>> Start

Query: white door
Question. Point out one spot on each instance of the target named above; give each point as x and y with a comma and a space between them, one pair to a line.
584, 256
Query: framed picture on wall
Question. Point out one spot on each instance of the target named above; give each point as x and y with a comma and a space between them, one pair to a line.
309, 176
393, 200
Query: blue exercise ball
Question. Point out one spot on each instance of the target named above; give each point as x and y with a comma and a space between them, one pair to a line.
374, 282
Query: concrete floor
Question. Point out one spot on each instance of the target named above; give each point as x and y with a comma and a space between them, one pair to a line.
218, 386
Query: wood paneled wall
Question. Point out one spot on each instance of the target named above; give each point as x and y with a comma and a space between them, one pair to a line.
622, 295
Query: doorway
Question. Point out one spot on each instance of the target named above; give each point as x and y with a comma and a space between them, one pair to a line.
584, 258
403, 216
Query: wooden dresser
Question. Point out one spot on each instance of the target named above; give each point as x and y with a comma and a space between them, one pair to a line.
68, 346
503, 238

>> End
>> Start

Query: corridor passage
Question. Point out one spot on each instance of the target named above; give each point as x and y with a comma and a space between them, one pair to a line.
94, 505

>> End

▸ Written problem: Select every line from the two blocks of lines above that contains the word "wall", and copy each one. Case counts.

▸ Written answer:
Query: framed picture on wall
Query: wood paneled wall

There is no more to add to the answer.